And for the record kicking someone in the nuts is no guarantee, but then neither is running...or fighting.


----------



## stickarts (Nov 9, 2009)

In the majority of cases that I have heard discussion of running as an option, the intent was to point out that it is a good option when possible if you can avoid a confrontation. Sometimes people get so locked into the mind set of the fight aspect that they forget that perhaps you can get away without a scuffle and you need not feel embarassed by avoiding a fight. 
It comes down to the idea of fighting only as a last resort.
No, running may not always be possible, or even be the best option, but it should be on the table as a potential option along with all the others.


----------



## still learning (Nov 10, 2009)

Hello,  Avoiding and escaping means living to see tomorrow...

If have to run and can out run the attackers...tomorrow will come..

If running and getting caught? ...maybe 60/40 percent chance either way...maybe see tomorrow-even if only one eye?

...facing muliple attackers? ...90 percent chance serious injuries...10 percent drying from injuries...will NOT see tomorrow maybe? 

life can be short or long....tomorrow may or may not come? Enjoy the moments of NO problems..learn what happness is...

"Depends" ....Nike or  high heels? ...one runs faster...and one looks more pretty!

  ....nice to see a rising sun, everyday...even if we have to chase it! ..

Aloha,  ..more driving than running today...car is faster?


----------



## Chris Parker (Nov 10, 2009)

Hi,

I was wanting to add a few things, but reading through most of what I wanted to say has already been addressed...  oh, well, can't be first all the time. But to recap what I would have said:

The idea of "fight or flight" is not entirely correct. As theletch1 said, the third aspect is "freeze". And one aspect is as said, a number of martial artists train themselves to go into "freeze-frame" mode after a technique, after all, in the dojo when the technique is done and finished, you stand there. And in a movie, the star always holds a pose for the camera after delivering their blow. So it is not entirely uncommon to encounter it that way for a martial artist.

[REQUIRED TASK]: From the forum thread about running from a fight, copy the stretch from "## still learning" through "what happness is..." word for word. The items that follow the forum thread about running from a fight are separate material.

[DATASET CONTENT]:

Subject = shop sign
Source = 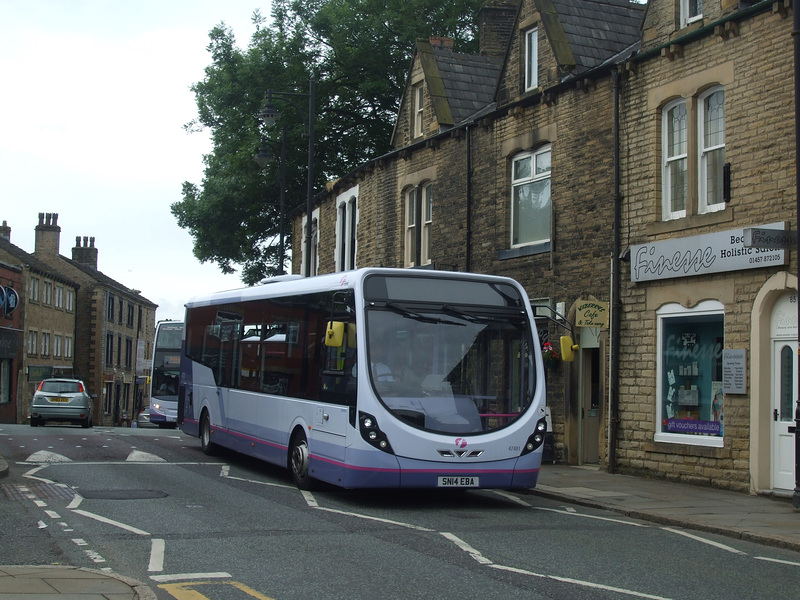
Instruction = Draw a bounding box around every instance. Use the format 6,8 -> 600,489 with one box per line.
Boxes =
744,227 -> 797,248
722,348 -> 747,394
631,222 -> 788,282
575,300 -> 608,329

[TASK ANSWER]:
## still learning (Nov 10, 2009)

Hello,  Avoiding and escaping means living to see tomorrow...

If have to run and can out run the attackers...tomorrow will come..

If running and getting caught? ...maybe 60/40 percent chance either way...maybe see tomorrow-even if only one eye?

...facing muliple attackers? ...90 percent chance serious injuries...10 percent drying from injuries...will NOT see tomorrow maybe? 

life can be short or long....tomorrow may or may not come? Enjoy the moments of NO problems..learn what happness is...